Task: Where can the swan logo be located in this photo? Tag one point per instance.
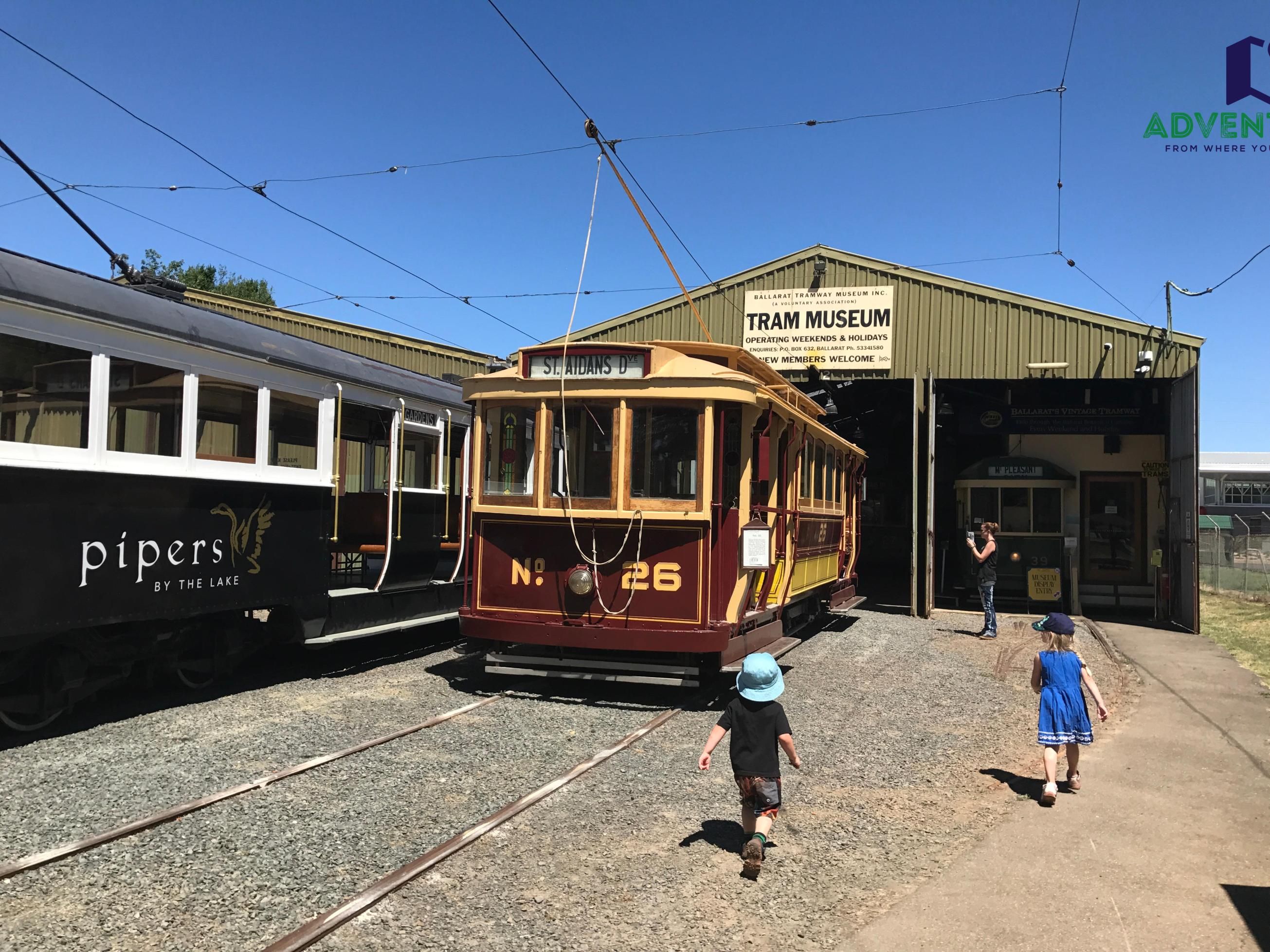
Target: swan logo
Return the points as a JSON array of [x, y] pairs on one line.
[[248, 534]]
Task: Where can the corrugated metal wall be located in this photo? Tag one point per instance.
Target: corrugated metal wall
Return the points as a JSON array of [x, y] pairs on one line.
[[943, 325], [407, 353]]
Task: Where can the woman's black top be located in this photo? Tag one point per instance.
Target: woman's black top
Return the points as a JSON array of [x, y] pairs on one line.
[[987, 569]]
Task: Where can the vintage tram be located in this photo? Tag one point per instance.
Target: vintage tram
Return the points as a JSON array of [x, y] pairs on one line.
[[652, 512], [178, 486]]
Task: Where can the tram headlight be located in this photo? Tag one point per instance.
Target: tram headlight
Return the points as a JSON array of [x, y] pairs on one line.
[[581, 582]]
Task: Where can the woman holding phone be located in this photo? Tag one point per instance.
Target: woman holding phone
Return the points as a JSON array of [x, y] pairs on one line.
[[986, 574]]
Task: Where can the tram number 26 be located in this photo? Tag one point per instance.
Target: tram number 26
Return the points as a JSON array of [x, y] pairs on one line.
[[666, 576]]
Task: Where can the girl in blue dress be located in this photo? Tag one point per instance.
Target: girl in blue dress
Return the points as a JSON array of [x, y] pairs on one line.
[[1058, 674]]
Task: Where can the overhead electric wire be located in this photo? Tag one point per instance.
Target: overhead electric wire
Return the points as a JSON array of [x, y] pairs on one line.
[[259, 191], [1070, 41], [832, 122], [1106, 291], [611, 143], [1061, 89], [38, 195], [1210, 291], [258, 265]]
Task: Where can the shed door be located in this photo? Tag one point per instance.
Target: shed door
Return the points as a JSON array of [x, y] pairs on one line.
[[1184, 499]]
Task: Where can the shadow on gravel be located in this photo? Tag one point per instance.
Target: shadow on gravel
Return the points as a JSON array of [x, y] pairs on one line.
[[722, 834], [1254, 904], [1023, 786], [959, 631], [278, 664]]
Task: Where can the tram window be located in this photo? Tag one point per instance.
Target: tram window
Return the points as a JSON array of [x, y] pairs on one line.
[[292, 431], [419, 460], [145, 408], [591, 452], [509, 451], [983, 505], [44, 393], [665, 453], [1015, 509], [226, 420], [1047, 509]]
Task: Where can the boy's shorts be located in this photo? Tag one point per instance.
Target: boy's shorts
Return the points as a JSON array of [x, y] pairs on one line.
[[760, 794]]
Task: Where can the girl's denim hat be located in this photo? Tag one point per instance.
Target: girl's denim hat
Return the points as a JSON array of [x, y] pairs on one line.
[[760, 678]]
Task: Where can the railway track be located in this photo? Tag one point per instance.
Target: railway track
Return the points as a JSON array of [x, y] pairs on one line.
[[173, 813], [324, 924]]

* * * * * * * * *

● **TASK OBJECTIVE**: Copy the data from the beginning through the line containing "[[652, 512], [178, 486]]", inclusive, and substitute "item" for "instance" while keeping everything else the same. Leave the image out.

● **THE RESPONSE**:
Task: Where can the swan logo be located in this photo? Tag one point per item.
Target: swan logo
Return the points as a JSON array of [x, y] pairs on one line.
[[248, 534]]
Task: Where can the corrugated metal wall be located in this photo? Tag one point per item.
Target: corrugated metal wall
Return the points as a JSON array of [x, y] pairs on one line.
[[943, 325], [407, 353]]
Task: Where can the woman's black top be located in this photo? Tag one point per item.
Target: woman's black top
Return the points as a JSON array of [x, y] pairs on one line.
[[987, 569]]
Task: Where can the vintage tram be located in this photo? Tag one point per item.
Target: vintage tram
Return the points as a JSON array of [x, y] pairs on one line.
[[652, 512], [178, 486]]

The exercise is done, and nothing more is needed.